> **Set exercise**
Copy every line of the data below word for word, leaving out the pictures.
Begin
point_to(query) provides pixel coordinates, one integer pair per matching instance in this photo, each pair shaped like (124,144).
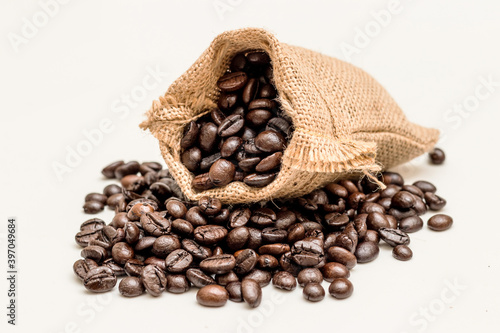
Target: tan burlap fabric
(345,122)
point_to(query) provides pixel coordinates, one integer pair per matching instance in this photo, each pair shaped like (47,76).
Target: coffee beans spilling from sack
(243,138)
(157,241)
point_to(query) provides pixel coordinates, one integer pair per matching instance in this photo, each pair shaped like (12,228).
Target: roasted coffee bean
(284,280)
(309,275)
(341,288)
(82,266)
(94,252)
(198,278)
(177,283)
(434,202)
(313,292)
(394,237)
(343,256)
(307,253)
(226,278)
(232,81)
(270,141)
(198,251)
(366,252)
(222,172)
(212,296)
(440,222)
(154,280)
(231,125)
(411,224)
(333,270)
(109,171)
(425,186)
(234,290)
(155,224)
(437,156)
(93,207)
(251,292)
(263,278)
(402,252)
(129,168)
(99,279)
(218,264)
(230,146)
(392,178)
(178,261)
(131,286)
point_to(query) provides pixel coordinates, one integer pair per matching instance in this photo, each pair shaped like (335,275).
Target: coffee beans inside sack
(287,120)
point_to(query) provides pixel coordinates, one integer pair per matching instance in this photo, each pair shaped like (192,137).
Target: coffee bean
(109,171)
(82,266)
(99,279)
(366,252)
(341,288)
(251,292)
(154,280)
(394,237)
(177,284)
(333,270)
(270,141)
(218,264)
(440,222)
(131,286)
(402,252)
(212,295)
(434,202)
(411,224)
(313,292)
(437,156)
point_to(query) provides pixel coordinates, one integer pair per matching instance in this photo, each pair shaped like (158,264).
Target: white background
(77,69)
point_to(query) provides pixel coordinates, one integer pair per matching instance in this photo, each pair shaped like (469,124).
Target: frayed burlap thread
(344,121)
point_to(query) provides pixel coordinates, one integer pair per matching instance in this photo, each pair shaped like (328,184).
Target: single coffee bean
(234,290)
(154,280)
(231,125)
(313,292)
(437,156)
(394,237)
(333,270)
(109,171)
(402,252)
(177,284)
(343,256)
(270,141)
(218,264)
(434,202)
(366,252)
(251,292)
(284,280)
(212,295)
(425,186)
(82,266)
(411,224)
(99,279)
(440,222)
(341,288)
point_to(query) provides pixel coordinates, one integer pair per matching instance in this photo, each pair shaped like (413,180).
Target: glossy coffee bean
(131,286)
(402,252)
(212,295)
(313,292)
(341,288)
(440,222)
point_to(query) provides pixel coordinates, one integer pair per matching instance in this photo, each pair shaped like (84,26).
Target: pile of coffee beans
(159,242)
(243,139)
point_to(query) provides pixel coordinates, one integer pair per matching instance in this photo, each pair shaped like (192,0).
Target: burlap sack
(344,120)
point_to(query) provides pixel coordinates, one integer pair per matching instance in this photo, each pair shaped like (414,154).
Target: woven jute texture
(344,121)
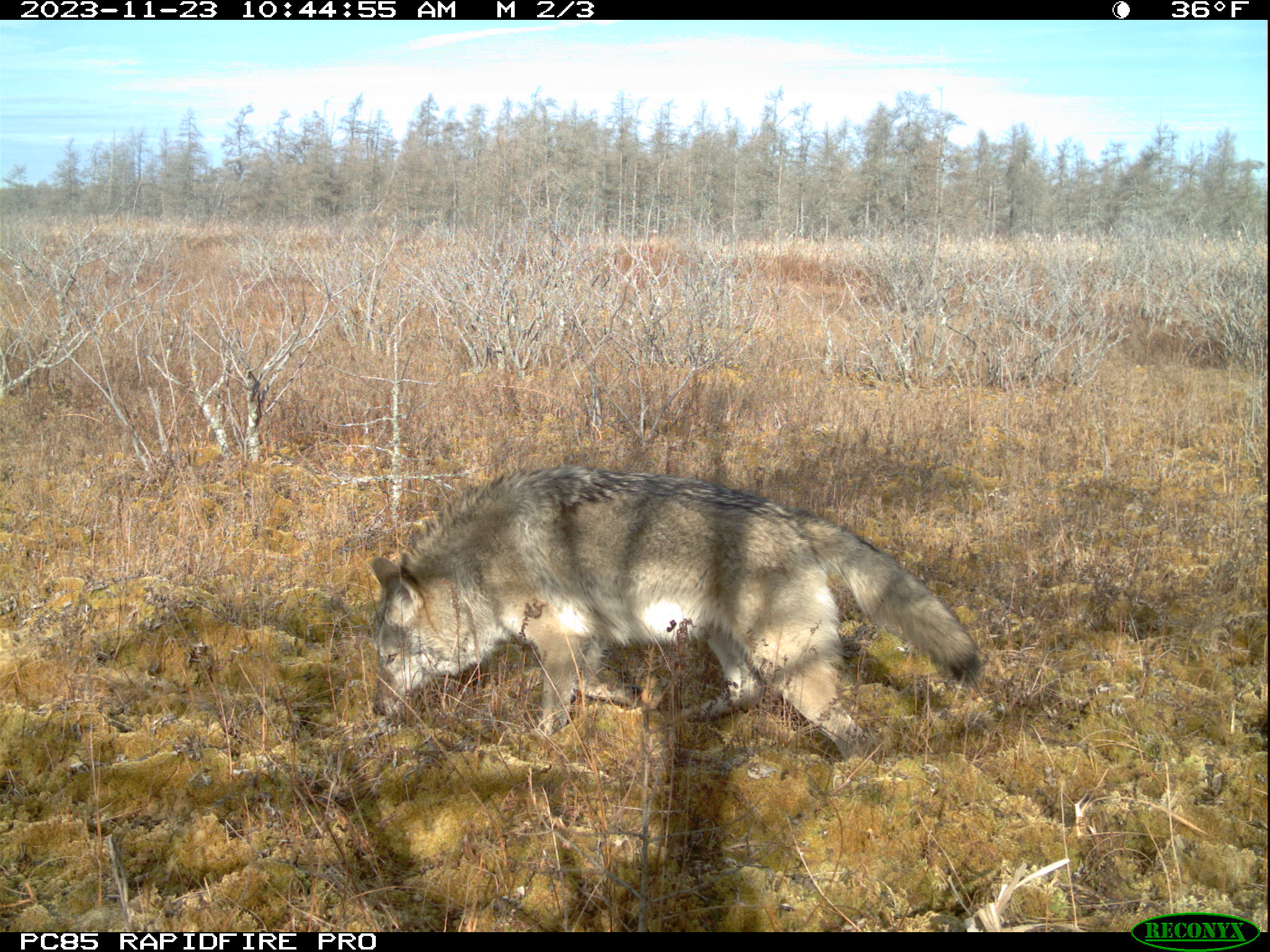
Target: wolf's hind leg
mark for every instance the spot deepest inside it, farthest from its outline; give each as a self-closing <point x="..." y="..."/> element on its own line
<point x="806" y="671"/>
<point x="744" y="689"/>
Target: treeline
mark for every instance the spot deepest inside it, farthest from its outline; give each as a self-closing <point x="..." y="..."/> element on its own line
<point x="641" y="174"/>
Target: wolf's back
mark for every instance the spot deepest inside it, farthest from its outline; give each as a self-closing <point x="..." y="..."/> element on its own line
<point x="897" y="599"/>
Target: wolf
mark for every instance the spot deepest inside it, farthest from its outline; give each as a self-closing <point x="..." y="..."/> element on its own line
<point x="577" y="560"/>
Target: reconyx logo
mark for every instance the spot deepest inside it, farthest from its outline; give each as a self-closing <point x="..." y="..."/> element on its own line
<point x="1196" y="931"/>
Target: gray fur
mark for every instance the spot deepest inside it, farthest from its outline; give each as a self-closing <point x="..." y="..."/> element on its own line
<point x="579" y="559"/>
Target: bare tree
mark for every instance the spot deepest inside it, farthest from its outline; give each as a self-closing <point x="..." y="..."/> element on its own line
<point x="63" y="288"/>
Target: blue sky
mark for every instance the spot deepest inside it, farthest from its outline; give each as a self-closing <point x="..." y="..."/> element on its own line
<point x="1094" y="82"/>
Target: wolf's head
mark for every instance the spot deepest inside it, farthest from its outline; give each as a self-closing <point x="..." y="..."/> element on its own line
<point x="422" y="631"/>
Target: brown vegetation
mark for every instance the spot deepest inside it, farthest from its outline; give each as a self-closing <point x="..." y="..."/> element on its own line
<point x="1066" y="439"/>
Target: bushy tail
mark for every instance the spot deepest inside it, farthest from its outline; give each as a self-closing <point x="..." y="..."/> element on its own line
<point x="898" y="601"/>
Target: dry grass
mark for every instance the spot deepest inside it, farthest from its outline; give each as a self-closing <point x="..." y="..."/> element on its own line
<point x="184" y="671"/>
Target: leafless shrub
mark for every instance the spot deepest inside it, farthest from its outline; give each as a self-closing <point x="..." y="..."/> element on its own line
<point x="66" y="286"/>
<point x="1015" y="320"/>
<point x="508" y="302"/>
<point x="248" y="330"/>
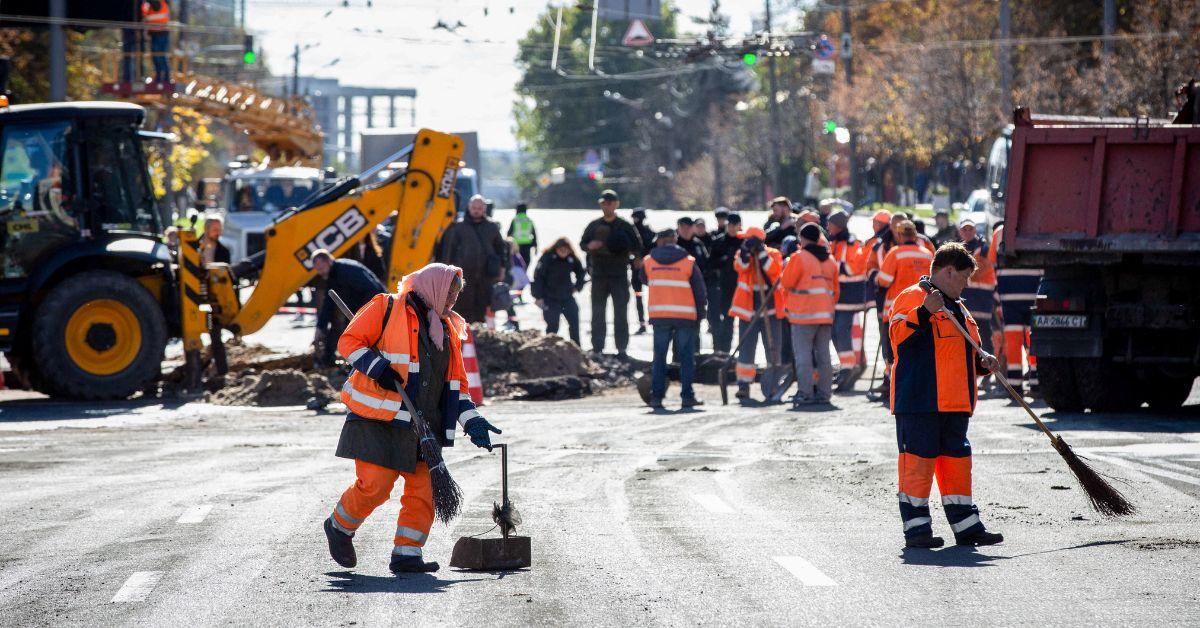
End
> **Solution to this exercise**
point_to(query) provides pixel coordinates, one integer pair per matching instance in this photo, each pair shaped like (124,144).
Target: tan burlap fabric
(345,122)
point_to(query) provides pixel coordinates, one integer pair per matching instance in this photo, each pair shaped like (47,76).
Target: coffee beans spilling from sack
(243,138)
(157,241)
point_to(query) provides pixel coordinates, one integer pair per matching instance in this photo, each pair shaped like (12,228).
Target: roasted coffee bean
(284,280)
(309,275)
(341,288)
(82,266)
(94,252)
(198,278)
(177,283)
(434,202)
(313,292)
(394,237)
(343,256)
(307,253)
(226,278)
(232,81)
(270,141)
(198,251)
(366,252)
(222,172)
(212,296)
(440,222)
(154,280)
(231,125)
(411,224)
(333,270)
(109,171)
(425,186)
(234,290)
(155,224)
(437,156)
(93,207)
(251,292)
(263,278)
(402,252)
(129,168)
(99,279)
(218,264)
(230,146)
(392,178)
(178,261)
(131,286)
point_to(query) provides pixel coordinates, one integer pair per matching instance in this photo, each pair shaped like (335,275).
Target: coffee beans inside sack
(287,120)
point_to(query) provides pixel coordinates, one integer pair per matching instance in this photo, each pair shaped like (192,137).
Target: coffee bean
(109,171)
(82,266)
(99,279)
(366,252)
(341,288)
(251,292)
(154,280)
(394,237)
(177,284)
(333,270)
(270,141)
(218,264)
(440,222)
(131,286)
(402,252)
(212,295)
(434,202)
(411,224)
(313,292)
(437,156)
point_to(query) provides pixel coordinates, one integer pair per matching instance in this photo, each pair shaped like (158,264).
Target: white background
(77,69)
point_to(query) provides pixel coordinates, one integer pair per matching instance in this photo, each pair shaped like (469,124).
Target: frayed burlap thread
(344,121)
point_to(query) provides pixel coordinates, one integer pair per matching instance in this photo, each pair shaped like (328,184).
Target: single coffee bean
(234,290)
(154,280)
(231,125)
(313,292)
(437,156)
(394,237)
(333,270)
(109,171)
(402,252)
(177,284)
(343,256)
(270,141)
(218,264)
(434,202)
(366,252)
(251,292)
(284,280)
(212,295)
(425,186)
(82,266)
(411,224)
(99,279)
(440,222)
(341,288)
point_to(query) provides pixel coordinates, one integer pair per matching instance in this photo, each pair shaped like (413,180).
Target: glossy coffee bean
(131,286)
(402,252)
(212,295)
(313,292)
(341,288)
(440,222)
point_to(query) provides pixel coordinates, one integer pair per matching instance in this photo, each pair shaped like (84,26).
Target: pile of coffee beans
(159,242)
(243,139)
point_to(query) provides pixel coordinates, one integer pair per matching instance in this photo, each pair shaped like (192,0).
Target: burlap sack
(344,120)
point_to(query) provides pixel coordinates, one integer pair per matching instance in this photo, each pair shaped like (414,154).
Target: woven jute texture
(344,121)
Target: wolf's hind leg
mark for every instance the spot deepest inside it, farthest from its outline; give each as a self-closing <point x="..." y="..."/> element on its own line
<point x="806" y="671"/>
<point x="744" y="689"/>
Target: treeline
mark for every instance the spot deepest inside it, farthest from its outline; give each as a self-closing <point x="..." y="..."/> element on its own line
<point x="641" y="174"/>
Target: wolf's back
mark for every instance the spot deepest inside it, farthest from its outline; give each as a self-closing <point x="..." y="..."/> element on its own line
<point x="897" y="599"/>
Target: wolf
mark for every instance the spot deepest inside it, farthest from its outline; give each as a self-closing <point x="..." y="..."/> element on its own line
<point x="577" y="560"/>
Target: reconyx logo
mark for every instance the spot deepest inside it, farthest from its outline; give each as a self-closing <point x="..." y="..."/> element on its own line
<point x="1196" y="931"/>
Target: gray fur
mark for every instance the spot deepest inside it, farthest from its outline; give each as a self-closing <point x="..." y="..."/> element on its own line
<point x="579" y="559"/>
Target: bare tree
mark for every instance the spot deepest inside it, farthest from its outline; give each as a self-closing <point x="..." y="..."/> element on its own line
<point x="63" y="288"/>
Target: blue sky
mark for every instance the spot deepest inside it, farthest from its outline; give each as a self-closing <point x="..." y="..."/> element on its own line
<point x="1094" y="82"/>
Target: wolf's head
mark for every instance the spot deepest inside it, farthest from its outline; give each as a self-closing <point x="..." y="..."/> element on its own line
<point x="422" y="631"/>
Target: brown vegetation
mark for every instance the spot deepest inside it, farthest from its outline; give each as a self-closing <point x="..." y="..."/> element on its own line
<point x="1066" y="439"/>
Target: bushy tail
mark for every instance the spot deepest inside it, farthest from its outline; give each as a self-closing <point x="..." y="..."/> element on its own line
<point x="898" y="601"/>
Target: dry grass
mark for every instance the spot deepest inside it, farthest from its outline; give each as a self-closing <point x="..." y="..."/> element on its own line
<point x="184" y="671"/>
Target: leafless shrub
mark for every instance the spot deepest inside it, farthest from its outline; give each as a self-closing <point x="..." y="..."/> element on its own line
<point x="66" y="286"/>
<point x="1015" y="320"/>
<point x="508" y="302"/>
<point x="248" y="330"/>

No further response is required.